## Work to be completed
An exact transcription of the data below, complete and unaltered, is the expected answer.
<<<<
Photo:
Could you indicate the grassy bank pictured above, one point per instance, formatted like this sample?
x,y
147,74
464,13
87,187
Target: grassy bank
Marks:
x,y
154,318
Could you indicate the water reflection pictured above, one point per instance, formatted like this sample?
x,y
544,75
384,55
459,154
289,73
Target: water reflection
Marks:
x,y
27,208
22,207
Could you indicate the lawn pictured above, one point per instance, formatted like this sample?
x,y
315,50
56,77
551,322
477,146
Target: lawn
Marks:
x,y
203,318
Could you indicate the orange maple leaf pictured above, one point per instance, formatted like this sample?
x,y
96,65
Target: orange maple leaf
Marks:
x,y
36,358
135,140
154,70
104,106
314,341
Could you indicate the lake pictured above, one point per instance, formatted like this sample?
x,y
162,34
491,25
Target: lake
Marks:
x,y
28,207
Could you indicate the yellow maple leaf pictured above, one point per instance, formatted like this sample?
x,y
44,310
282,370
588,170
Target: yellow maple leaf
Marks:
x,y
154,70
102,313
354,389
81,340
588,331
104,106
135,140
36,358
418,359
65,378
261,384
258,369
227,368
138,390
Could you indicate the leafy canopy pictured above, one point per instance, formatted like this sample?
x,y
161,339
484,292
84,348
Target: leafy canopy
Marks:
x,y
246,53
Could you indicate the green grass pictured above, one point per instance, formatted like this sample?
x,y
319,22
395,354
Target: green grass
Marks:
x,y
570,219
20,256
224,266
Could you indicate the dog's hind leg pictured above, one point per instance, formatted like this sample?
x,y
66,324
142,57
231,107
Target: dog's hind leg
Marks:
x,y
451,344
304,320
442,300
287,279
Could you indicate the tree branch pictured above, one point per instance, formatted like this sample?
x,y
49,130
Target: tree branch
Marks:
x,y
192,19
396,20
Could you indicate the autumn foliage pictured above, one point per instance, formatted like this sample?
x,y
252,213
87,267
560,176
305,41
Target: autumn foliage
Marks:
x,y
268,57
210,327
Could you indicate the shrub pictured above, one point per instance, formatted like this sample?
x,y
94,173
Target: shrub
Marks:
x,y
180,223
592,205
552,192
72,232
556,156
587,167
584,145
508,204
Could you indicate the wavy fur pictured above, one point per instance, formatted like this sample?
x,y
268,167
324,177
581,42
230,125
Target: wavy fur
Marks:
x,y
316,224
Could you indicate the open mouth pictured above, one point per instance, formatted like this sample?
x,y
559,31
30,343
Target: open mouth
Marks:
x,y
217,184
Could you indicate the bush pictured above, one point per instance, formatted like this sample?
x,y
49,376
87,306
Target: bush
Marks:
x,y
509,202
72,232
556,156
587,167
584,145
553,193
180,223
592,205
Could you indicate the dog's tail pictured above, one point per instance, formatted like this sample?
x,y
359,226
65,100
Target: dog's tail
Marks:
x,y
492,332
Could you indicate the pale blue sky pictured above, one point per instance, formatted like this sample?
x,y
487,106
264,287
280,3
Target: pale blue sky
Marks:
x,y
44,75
>>>>
## Result
Photo:
Could you indicate the grassy bank pictured above, one point per instance, formatted like this sample?
x,y
147,74
464,13
87,187
Target: grassy bank
Marks:
x,y
154,318
Could you indicate the water reflection pictured above, one point per instance, formatted like this sample?
x,y
544,75
384,55
459,154
289,73
Target: water reflection
Marks:
x,y
27,208
22,207
Could you indicate the lawn pictured above, one point per instance, formatted like this sample?
x,y
315,50
56,77
551,322
477,146
Target: lawn
Marks:
x,y
203,318
Could you indicate the orange maple leaf pictured above, one point per instance, formatted like this sample?
x,y
96,65
Target: orange maple leaf
Marks:
x,y
36,358
135,140
154,70
104,106
314,341
Could you indicate the lake pictured above, one point per instance, formatted like this sample?
x,y
162,34
491,25
Target: lake
Marks:
x,y
28,207
Could you indicate the yellow maple leaf pictured above, one point per instance, formatted like this sample?
x,y
44,310
282,370
588,170
Target: yellow maple leaf
Marks:
x,y
154,70
102,313
354,389
81,340
588,331
104,106
135,140
36,358
418,359
65,378
261,384
258,369
227,368
138,390
Could you indicate the leafy canopy pictured above, one point per instance, formatted like this sample?
x,y
161,339
484,292
84,348
Target: leafy canopy
Marks:
x,y
246,53
Could you indicate the green grass pictured above, one point per instance, formatted like this sample?
x,y
319,22
395,354
Target: green grass
Marks:
x,y
570,219
20,256
224,266
Could you indicate the dog's hind leg pictured above, one point per instance, formatted like this sample?
x,y
66,324
142,57
231,107
Target: dog's hind leg
Marks:
x,y
451,344
304,320
442,300
287,279
Could you indicate the tree branch pictured above, one point per instance, formatted like this sample?
x,y
49,130
Target: tree branch
Marks:
x,y
192,19
396,20
Could you indicate the autumn foliage pictured above, one point per instance, formatted like this sample?
x,y
252,213
87,267
560,176
305,41
Target: autumn foliage
Marks:
x,y
268,57
210,327
Could you indicate the shrub pictured above, one point per instance, formatted like this sample?
x,y
94,173
Target: shrub
Marks:
x,y
180,223
592,205
552,192
72,232
556,156
587,167
584,145
508,204
Could you indicate the wavy fur pictured above, one point per instance, formatted like this sample?
x,y
268,167
324,177
581,42
230,125
Target: wavy fur
Marks:
x,y
316,224
Could you indicate the open mouth pictured above, one point per instance, formatted like this sample?
x,y
559,31
30,343
Target: open mouth
Marks:
x,y
217,184
Could you indicate the bush pictured above, one point per instance, formatted like this sample?
x,y
49,376
87,306
Target: bush
Marks:
x,y
509,202
72,232
556,156
587,167
584,145
553,193
180,223
592,205
Could you indicate the dog's tail pictured above, one point per instance, formatted like this sample?
x,y
359,226
65,100
Target: dog's tail
Marks:
x,y
492,332
Could you indicate the pale blue sky pictured above, one point per instance, formatted like this sample?
x,y
487,106
264,287
280,3
Target: pale blue sky
Marks:
x,y
44,75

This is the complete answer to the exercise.